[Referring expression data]
[Start of Attachment]

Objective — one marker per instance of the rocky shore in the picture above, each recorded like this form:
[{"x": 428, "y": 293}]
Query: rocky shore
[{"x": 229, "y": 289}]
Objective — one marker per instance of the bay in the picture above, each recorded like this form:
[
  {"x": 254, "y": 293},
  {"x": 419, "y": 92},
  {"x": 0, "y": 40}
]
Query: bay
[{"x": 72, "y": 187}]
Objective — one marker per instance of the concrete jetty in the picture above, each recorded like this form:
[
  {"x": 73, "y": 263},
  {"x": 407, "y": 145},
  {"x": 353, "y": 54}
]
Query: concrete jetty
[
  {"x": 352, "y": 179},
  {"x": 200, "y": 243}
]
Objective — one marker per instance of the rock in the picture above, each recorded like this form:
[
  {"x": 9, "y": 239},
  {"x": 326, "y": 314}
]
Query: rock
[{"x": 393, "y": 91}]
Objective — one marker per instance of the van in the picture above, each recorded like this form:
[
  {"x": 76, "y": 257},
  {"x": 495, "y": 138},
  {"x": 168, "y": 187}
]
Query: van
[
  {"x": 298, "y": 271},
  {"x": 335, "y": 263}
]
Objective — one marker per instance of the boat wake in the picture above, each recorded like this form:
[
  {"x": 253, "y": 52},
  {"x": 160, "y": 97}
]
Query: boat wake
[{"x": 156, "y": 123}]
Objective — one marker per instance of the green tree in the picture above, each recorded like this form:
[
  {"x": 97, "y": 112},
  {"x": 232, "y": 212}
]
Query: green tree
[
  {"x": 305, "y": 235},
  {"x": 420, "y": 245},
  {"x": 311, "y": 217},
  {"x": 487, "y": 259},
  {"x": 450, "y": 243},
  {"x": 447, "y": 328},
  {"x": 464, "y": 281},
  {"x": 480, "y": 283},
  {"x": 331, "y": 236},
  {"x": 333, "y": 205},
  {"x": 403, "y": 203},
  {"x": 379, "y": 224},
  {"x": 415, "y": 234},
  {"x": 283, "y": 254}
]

[End of Attachment]

# [WHAT YOU NEED TO DO]
Please retype all of the lines above exactly as they stand.

# [RESPONSE TO THIS EXERCISE]
Objective — one marker per instance of the rocky shore in the picture above, each recorded like this form:
[{"x": 428, "y": 293}]
Query: rocky shore
[{"x": 229, "y": 289}]
Objective — one marker per instance of the bay in the picture above, each recorded like this form:
[
  {"x": 254, "y": 293},
  {"x": 419, "y": 92},
  {"x": 0, "y": 40}
]
Query: bay
[{"x": 72, "y": 187}]
Objective — one marker per instance of the concrete jetty in the picture above, each recorded like this form:
[
  {"x": 73, "y": 263},
  {"x": 407, "y": 145},
  {"x": 353, "y": 54}
]
Query: concrete jetty
[
  {"x": 352, "y": 179},
  {"x": 200, "y": 243}
]
Objective — one marker per instance of the rock in the picture above, each recorded like this form:
[
  {"x": 9, "y": 239},
  {"x": 326, "y": 314}
]
Query: rock
[{"x": 393, "y": 91}]
Objective — one marker per instance of the van in the picture above, each recorded like this form:
[
  {"x": 76, "y": 257},
  {"x": 495, "y": 138},
  {"x": 168, "y": 187}
]
Query: van
[
  {"x": 298, "y": 271},
  {"x": 335, "y": 263}
]
Objective — one marker per instance of the boat wake in the picture above, each recorded like this form:
[
  {"x": 253, "y": 52},
  {"x": 160, "y": 97}
]
Query: boat wake
[{"x": 156, "y": 123}]
Objective — one marker per instance of the green tree in the picture above, each recorded like this form:
[
  {"x": 97, "y": 112},
  {"x": 232, "y": 212}
]
Query: green tree
[
  {"x": 305, "y": 235},
  {"x": 420, "y": 245},
  {"x": 311, "y": 217},
  {"x": 487, "y": 259},
  {"x": 450, "y": 243},
  {"x": 447, "y": 328},
  {"x": 464, "y": 281},
  {"x": 480, "y": 283},
  {"x": 331, "y": 236},
  {"x": 333, "y": 205},
  {"x": 403, "y": 203},
  {"x": 379, "y": 224},
  {"x": 415, "y": 234},
  {"x": 283, "y": 254}
]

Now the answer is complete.